#### Source material ####

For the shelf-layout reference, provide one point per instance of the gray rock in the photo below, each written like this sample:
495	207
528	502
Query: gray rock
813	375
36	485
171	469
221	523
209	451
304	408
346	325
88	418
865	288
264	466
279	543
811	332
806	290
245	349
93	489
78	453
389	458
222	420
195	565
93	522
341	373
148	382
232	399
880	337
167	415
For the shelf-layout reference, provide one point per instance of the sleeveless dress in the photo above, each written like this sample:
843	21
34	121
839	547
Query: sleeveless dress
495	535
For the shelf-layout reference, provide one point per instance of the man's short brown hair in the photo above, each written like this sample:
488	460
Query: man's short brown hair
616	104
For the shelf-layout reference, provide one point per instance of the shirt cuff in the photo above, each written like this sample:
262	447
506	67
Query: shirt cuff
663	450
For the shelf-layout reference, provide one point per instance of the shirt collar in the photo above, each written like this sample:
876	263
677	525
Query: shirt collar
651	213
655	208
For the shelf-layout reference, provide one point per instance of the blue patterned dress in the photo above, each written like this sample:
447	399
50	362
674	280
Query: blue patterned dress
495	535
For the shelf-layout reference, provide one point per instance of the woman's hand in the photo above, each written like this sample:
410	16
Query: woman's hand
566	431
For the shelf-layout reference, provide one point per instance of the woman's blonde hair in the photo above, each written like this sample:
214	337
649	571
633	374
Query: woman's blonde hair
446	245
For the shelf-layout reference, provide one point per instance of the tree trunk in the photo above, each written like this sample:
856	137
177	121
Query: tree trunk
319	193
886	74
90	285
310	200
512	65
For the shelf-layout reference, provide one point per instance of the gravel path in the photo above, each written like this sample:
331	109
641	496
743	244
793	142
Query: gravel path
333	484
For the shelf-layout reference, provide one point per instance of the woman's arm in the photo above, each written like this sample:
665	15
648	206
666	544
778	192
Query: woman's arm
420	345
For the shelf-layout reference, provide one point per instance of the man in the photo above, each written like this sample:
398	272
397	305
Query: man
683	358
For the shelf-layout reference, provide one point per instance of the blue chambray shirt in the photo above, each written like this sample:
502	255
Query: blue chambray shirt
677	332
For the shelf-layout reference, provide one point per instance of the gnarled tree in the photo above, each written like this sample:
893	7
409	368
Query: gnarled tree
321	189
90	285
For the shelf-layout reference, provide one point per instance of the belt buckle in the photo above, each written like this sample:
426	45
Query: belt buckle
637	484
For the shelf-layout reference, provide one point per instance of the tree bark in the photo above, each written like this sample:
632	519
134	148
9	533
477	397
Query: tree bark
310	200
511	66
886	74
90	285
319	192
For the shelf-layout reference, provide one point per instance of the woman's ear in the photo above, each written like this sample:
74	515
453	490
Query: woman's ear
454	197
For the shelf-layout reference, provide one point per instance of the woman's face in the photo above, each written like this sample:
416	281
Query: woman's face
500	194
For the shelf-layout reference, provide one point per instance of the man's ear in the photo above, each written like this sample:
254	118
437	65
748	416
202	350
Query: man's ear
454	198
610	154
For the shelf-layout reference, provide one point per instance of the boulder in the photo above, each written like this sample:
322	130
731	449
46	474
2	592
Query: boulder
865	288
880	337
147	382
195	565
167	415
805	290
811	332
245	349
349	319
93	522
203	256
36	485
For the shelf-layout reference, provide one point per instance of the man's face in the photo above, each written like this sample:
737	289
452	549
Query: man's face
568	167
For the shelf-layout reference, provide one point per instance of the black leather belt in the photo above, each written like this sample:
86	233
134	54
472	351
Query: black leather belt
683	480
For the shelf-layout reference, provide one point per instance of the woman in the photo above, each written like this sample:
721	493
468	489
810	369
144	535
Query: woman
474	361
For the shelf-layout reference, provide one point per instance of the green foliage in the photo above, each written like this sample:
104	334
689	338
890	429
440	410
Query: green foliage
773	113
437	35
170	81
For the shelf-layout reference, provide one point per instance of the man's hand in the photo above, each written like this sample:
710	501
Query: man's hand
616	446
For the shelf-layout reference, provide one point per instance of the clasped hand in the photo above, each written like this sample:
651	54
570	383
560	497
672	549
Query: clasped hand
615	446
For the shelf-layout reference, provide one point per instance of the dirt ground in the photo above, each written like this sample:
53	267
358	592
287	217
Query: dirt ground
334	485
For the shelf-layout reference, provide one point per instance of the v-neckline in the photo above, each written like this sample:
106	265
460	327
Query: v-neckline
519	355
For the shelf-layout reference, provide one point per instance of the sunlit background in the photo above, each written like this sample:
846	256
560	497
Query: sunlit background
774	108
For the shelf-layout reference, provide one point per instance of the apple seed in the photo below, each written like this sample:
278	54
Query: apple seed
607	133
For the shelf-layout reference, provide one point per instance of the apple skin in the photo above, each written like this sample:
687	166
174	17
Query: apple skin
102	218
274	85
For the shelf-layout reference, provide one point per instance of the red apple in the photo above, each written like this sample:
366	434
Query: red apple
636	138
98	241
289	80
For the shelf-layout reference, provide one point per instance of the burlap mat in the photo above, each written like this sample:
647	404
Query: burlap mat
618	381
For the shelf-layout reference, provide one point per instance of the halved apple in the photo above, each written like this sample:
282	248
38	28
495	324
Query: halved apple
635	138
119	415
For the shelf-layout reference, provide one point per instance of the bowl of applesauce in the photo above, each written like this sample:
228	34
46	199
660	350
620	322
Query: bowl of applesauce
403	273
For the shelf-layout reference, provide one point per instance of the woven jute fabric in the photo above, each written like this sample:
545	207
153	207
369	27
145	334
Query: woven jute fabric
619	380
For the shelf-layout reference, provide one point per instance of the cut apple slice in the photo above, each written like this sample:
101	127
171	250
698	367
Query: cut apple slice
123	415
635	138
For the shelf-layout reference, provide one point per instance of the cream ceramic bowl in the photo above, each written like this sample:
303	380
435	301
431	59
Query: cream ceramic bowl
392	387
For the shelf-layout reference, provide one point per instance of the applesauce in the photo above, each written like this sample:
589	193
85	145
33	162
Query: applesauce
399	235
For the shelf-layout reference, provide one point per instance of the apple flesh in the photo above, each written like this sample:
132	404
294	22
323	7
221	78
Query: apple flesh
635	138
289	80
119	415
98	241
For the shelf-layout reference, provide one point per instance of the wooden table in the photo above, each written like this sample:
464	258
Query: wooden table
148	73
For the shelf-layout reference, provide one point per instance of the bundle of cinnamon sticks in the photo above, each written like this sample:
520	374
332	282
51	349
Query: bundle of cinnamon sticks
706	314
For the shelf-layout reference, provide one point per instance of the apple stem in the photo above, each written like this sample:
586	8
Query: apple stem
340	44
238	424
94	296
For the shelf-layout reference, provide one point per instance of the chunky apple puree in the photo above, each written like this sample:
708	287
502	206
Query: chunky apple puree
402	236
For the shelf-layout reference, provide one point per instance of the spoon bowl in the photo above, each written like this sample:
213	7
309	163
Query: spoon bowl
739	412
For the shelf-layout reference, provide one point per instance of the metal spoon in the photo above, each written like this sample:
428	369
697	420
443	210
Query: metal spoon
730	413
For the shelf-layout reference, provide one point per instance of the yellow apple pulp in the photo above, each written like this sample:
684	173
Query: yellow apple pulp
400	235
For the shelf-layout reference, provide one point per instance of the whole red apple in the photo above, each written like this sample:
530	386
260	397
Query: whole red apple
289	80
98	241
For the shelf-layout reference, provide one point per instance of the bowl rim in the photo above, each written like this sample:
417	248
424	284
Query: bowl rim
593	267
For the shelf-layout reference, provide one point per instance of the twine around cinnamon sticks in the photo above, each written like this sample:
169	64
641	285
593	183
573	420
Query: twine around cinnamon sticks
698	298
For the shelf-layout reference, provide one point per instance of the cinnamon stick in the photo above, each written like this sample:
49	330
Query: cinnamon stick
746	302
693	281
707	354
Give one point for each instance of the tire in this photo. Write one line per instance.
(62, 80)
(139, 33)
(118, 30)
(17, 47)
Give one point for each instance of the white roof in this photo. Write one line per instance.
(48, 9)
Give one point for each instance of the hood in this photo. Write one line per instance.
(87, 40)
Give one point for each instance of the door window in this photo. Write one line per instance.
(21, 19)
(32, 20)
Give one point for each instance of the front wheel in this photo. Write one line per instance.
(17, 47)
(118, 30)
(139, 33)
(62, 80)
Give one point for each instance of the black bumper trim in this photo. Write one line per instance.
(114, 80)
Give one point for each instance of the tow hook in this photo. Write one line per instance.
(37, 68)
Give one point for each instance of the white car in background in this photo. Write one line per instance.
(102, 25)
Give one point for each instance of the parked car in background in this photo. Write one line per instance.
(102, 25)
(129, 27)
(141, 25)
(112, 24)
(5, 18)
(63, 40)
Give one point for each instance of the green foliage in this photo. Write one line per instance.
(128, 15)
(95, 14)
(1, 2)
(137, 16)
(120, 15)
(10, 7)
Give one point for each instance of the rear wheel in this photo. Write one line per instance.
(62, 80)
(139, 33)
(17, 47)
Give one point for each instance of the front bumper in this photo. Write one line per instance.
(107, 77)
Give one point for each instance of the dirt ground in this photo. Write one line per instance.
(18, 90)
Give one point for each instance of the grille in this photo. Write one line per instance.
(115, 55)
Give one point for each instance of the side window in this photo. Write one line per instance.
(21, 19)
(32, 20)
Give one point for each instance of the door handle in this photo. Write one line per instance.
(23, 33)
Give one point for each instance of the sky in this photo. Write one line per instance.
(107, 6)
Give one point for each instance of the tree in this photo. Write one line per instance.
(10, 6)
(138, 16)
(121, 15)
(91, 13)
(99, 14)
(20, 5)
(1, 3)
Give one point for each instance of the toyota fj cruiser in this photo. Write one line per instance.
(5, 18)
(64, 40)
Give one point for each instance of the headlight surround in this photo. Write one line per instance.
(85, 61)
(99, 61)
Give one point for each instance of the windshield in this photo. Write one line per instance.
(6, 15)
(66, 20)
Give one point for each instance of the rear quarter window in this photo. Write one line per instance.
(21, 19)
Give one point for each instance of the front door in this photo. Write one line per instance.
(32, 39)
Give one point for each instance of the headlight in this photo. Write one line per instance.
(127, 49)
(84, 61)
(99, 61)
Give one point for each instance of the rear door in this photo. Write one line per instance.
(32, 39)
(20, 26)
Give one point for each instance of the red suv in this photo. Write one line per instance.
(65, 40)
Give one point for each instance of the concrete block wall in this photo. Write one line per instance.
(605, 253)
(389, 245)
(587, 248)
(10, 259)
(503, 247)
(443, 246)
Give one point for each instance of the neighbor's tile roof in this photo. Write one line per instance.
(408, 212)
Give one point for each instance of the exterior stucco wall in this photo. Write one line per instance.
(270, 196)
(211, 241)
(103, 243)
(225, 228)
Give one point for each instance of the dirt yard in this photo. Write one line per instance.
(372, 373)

####

[Work instructions]
Search the entries for "below" and copy each matching line.

[Solution]
For the shelf-layout reference, provide one point per instance of the gray rock in the photo below, each written like this sample:
For the shelf-layout reference, provide one point per instance of the apple seed in the photo below, each written like this sample:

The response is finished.